▶ [DOCUMENT TEXT]:
** Start **

HOW MANY HORROR STORIES are worth rereading? As with police procedurals, half the fun is in puzzling out the clues that lead to the denouement. But once the gears of plot have been exposed, and the mechanism has shaken the reader’s nerves, most horror stories are all used up. What’s left behind is a grotesque caravan: scarlet blood, snapping bones, and chilling screams, appearing with predictable regularity.
The English writer Robert Aickman didn’t deal in horror’s typical treats. If you wanted a good “sadistic thrill,” he once pointed out, you’d be better off reading the newspaper than the type of story he preferred. Aickman specialized in what he called “strange stories” — but what makes them so “strange,” exactly? Compulsory Games, a new collection of Aickman’s tales edited and introduced by Victoria Nelson, goes a long way toward answering that question.
Aickman was born a day before the Archduke Franz Ferdinand was assassinated in Sarajevo. In one of his memoirs, he wrote that “[n]othing that has happened in modern history, perhaps in all history, has approached in importance the strange debacle of 1914, when man ceased to run his own world.” There again, that crucial word — “strange.” By the time he was a grown man, there was another war. He did no service, having somehow convinced the British government that he was a conscientious objector. Yet the war came to him: a German bomb struck his mother’s house and killed her. Aickman heard the explosion; he was visiting, out on a walk with his wife.

** End **

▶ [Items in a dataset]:
** Start **

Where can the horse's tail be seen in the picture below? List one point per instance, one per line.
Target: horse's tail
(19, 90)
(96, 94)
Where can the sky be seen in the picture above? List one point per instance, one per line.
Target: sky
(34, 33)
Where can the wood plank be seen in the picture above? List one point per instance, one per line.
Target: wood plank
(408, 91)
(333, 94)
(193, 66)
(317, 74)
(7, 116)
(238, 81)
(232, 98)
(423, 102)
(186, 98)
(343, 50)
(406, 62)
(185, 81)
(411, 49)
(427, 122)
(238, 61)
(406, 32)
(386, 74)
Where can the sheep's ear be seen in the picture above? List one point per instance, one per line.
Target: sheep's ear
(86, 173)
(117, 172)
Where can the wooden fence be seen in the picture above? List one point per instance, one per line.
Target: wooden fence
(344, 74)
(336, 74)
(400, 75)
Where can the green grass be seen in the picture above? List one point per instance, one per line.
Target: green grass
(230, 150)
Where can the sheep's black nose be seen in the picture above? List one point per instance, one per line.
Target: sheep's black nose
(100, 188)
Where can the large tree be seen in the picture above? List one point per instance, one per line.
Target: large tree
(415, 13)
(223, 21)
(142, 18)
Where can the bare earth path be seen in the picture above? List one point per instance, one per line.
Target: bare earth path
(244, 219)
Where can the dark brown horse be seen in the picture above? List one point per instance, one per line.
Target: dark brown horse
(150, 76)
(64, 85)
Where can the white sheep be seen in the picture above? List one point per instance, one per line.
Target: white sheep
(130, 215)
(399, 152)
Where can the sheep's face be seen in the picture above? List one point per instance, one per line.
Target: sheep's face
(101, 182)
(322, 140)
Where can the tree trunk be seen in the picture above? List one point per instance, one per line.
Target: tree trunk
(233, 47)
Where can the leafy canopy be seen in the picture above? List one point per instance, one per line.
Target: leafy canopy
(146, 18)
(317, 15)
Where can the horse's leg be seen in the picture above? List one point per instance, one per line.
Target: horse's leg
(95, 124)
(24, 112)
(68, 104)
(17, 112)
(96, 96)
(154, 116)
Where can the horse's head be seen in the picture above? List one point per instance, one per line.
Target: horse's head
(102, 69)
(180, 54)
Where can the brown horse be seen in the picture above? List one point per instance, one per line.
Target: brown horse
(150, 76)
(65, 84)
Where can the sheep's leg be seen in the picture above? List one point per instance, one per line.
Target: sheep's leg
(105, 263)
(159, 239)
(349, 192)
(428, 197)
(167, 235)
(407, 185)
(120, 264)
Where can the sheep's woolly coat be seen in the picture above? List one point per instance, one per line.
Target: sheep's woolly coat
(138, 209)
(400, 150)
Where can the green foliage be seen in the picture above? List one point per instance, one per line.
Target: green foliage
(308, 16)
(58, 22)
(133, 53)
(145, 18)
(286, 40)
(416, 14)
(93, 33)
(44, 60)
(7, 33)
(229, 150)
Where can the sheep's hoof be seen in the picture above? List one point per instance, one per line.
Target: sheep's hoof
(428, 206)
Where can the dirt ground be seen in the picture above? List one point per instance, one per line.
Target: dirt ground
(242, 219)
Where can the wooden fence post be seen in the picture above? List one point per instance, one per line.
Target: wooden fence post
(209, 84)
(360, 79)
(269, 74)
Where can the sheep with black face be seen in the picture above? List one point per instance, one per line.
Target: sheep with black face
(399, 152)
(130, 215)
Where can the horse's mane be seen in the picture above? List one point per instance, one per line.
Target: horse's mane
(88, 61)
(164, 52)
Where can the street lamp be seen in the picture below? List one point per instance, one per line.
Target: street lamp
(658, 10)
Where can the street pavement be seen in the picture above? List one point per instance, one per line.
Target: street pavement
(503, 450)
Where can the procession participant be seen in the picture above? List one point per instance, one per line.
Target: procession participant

** End **

▶ [THE TASK]: In the Robert Aickman passage, what did Aickman call the kind of stories he specialized in?

▶ [RESULT OF THE EXERCISE]: He called them "strange stories."